Short task ::
Switch "instance" to "object" in the stretch from the start of the lines through the line containing "44], [233, 37]]]", leaving everything else unchanged, and give back only that stretch.
-=-=-
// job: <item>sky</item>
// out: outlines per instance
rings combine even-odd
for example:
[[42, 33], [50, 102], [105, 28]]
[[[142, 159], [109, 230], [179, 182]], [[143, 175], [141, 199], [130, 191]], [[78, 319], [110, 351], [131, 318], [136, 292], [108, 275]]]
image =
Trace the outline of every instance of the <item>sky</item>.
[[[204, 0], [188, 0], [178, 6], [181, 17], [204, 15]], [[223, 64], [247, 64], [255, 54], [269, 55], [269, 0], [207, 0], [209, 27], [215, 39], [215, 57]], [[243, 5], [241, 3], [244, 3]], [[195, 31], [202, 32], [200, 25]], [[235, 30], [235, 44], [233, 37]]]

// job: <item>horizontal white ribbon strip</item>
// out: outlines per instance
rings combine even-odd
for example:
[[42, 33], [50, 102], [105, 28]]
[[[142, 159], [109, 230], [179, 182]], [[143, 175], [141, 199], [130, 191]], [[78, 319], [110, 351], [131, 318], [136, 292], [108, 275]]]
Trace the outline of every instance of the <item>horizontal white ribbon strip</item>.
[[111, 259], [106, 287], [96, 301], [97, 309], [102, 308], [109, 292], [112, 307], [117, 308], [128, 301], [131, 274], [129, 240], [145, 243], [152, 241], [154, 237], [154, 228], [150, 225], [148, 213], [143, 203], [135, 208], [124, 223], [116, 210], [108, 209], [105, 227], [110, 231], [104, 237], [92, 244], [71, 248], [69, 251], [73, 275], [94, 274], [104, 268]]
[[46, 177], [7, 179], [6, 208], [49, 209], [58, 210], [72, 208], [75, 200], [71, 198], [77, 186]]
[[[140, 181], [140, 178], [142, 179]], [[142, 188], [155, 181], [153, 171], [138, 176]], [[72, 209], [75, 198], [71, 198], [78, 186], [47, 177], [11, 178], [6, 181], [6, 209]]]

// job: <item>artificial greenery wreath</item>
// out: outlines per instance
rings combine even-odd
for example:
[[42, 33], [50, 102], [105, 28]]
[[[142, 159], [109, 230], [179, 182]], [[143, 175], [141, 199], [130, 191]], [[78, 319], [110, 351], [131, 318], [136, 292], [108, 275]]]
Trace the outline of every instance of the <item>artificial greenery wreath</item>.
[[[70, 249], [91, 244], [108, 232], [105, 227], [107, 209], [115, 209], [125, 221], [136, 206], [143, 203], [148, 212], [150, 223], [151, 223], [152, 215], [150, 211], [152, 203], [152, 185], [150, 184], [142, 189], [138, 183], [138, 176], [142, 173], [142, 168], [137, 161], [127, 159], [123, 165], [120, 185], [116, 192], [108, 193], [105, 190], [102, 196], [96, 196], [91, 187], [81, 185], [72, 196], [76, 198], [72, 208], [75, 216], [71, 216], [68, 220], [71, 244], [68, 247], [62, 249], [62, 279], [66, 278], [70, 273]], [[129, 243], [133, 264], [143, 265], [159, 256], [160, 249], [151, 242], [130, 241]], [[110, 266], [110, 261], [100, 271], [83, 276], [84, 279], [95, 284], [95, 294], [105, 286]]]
-=-=-
Exercise answer ::
// job: <item>sky</item>
// out: outlines per object
rings combine even-odd
for example:
[[42, 33], [50, 102], [105, 28]]
[[[142, 159], [109, 230], [179, 182]], [[143, 175], [141, 199], [130, 191]], [[78, 319], [110, 351], [131, 318], [136, 292], [108, 275]]]
image =
Trace the outline of every object of the <item>sky</item>.
[[[204, 0], [188, 0], [178, 6], [181, 17], [204, 15]], [[223, 64], [247, 64], [255, 54], [269, 55], [269, 0], [207, 0], [209, 27], [215, 39], [215, 57]], [[243, 5], [241, 3], [244, 3]], [[195, 31], [202, 32], [200, 25]], [[235, 30], [235, 44], [233, 37]]]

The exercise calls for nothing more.